Would you retype the records below exactly as they appear?

*** Data provided ***

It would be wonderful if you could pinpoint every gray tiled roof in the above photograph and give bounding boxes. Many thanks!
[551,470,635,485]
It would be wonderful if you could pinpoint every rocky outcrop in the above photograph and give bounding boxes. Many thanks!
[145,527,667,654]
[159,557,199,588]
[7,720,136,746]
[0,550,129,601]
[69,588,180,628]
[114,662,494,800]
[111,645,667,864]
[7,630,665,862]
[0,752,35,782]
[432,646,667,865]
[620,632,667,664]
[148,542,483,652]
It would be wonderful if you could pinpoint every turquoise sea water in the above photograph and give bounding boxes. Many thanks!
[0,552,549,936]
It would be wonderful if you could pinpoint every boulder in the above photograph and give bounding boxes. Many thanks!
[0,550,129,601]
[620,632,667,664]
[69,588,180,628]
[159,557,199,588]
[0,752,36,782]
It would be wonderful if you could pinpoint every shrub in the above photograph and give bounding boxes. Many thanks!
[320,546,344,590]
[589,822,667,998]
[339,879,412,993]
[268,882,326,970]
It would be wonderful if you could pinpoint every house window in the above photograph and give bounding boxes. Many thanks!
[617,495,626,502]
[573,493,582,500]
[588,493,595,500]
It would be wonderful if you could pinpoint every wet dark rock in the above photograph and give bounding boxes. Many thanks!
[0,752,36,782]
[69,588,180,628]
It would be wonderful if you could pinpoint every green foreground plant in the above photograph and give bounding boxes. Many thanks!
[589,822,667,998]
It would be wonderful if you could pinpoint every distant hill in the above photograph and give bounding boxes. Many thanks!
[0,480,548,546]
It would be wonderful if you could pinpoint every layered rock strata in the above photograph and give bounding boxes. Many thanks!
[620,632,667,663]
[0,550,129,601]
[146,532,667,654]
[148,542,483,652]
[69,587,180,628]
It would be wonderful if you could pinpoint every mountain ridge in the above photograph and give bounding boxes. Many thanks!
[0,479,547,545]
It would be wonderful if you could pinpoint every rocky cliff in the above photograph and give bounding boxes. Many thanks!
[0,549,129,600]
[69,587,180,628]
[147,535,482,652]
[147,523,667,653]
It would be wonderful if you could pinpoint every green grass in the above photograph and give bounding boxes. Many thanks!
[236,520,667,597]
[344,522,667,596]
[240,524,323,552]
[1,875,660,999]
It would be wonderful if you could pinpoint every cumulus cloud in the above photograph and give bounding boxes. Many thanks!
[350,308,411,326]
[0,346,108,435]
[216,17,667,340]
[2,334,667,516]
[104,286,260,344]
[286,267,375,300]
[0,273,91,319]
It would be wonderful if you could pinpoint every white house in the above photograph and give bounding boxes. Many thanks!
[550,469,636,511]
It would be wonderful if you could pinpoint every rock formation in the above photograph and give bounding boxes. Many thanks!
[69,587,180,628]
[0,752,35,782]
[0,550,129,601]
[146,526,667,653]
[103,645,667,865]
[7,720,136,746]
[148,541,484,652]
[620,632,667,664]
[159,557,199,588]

*** End of Data provided ***

_Answer section_.
It would be wonderful if you could pinpoint every gray tiled roof in the above photograph and give bounding boxes. Many thanks!
[551,470,635,485]
It would be wonderful if you could pinpoint every rocky outcrop in the above photograph and give bounding boxes. Many thanks!
[145,527,667,654]
[159,557,199,588]
[7,720,136,746]
[0,550,129,601]
[69,588,180,628]
[114,662,494,800]
[111,645,667,864]
[7,630,665,862]
[0,752,35,782]
[432,646,667,865]
[620,632,667,664]
[148,542,483,652]
It would be wonderful if you could pinpoint every turquoise sea water in the above photograph and give bounding boxes. Many thanks!
[0,552,549,936]
It would be wonderful if you could pinpoint every boulder in the above photograph and give bounding boxes. Many thanks!
[0,550,129,601]
[620,632,667,664]
[69,588,180,628]
[159,557,199,588]
[0,752,36,782]
It would be wonderful if you could pinpoint every shrub in the above photograph and give bounding boxes. Many thanks!
[320,546,344,590]
[589,822,667,998]
[339,879,412,993]
[268,882,326,970]
It would be wonderful if you could pinpoint every house window in the above photograph and give bounding boxes. Many thanks!
[617,495,626,502]
[573,493,582,500]
[588,493,595,500]
It would be wonderful if you could pinpoint every wet dark rock in the above photograph and give bounding boxes. Many thanks!
[0,752,36,782]
[69,588,180,628]
It would be wonderful if you could pinpoint every green foreground plant in the above photograph and give bounding boxes. Many thanks!
[589,822,667,998]
It would be wonderful if you could pinpoint every distant hill in the above photograph and give bounding boxes. Many thanks!
[0,480,548,546]
It would be wonderful if you could pinpoint every layered rock strata in the above photograph and give bounding boxes. Many thanks!
[620,632,667,663]
[0,550,129,601]
[146,532,667,654]
[148,542,483,652]
[69,587,180,628]
It would be wonderful if you could pinpoint every mountain ridge in the above photograph and give bounding boxes. Many thanks!
[0,479,547,545]
It would be wonderful if you could pinpoint every rocky cliff in the above photograph and give bounding boxes. Many thanks!
[0,549,129,600]
[69,587,180,628]
[147,535,482,652]
[147,523,667,653]
It would be wonderful if you could pinpoint every green grass in the above photograph and give bounding boxes. Many thanks!
[236,520,667,597]
[344,522,667,596]
[240,524,323,552]
[1,875,660,999]
It would be wonderful if you could pinpoint every cumulus cloud in the above photograph and give bounding boxes. Many thanks!
[350,308,411,326]
[0,346,108,435]
[216,17,667,340]
[2,334,667,516]
[104,286,260,344]
[286,267,375,300]
[0,273,91,319]
It would be wonderful if you could pinpoint every white house in the above photograph and give bounding boxes. Many thanks!
[550,469,636,511]
It would be wonderful if you could pinpoint every rock formation in the above photograph and give bounding boxes. Many thanks!
[69,587,180,628]
[0,752,35,782]
[0,550,129,601]
[146,526,667,653]
[103,645,667,865]
[7,720,136,746]
[148,541,484,652]
[620,632,667,664]
[159,557,199,588]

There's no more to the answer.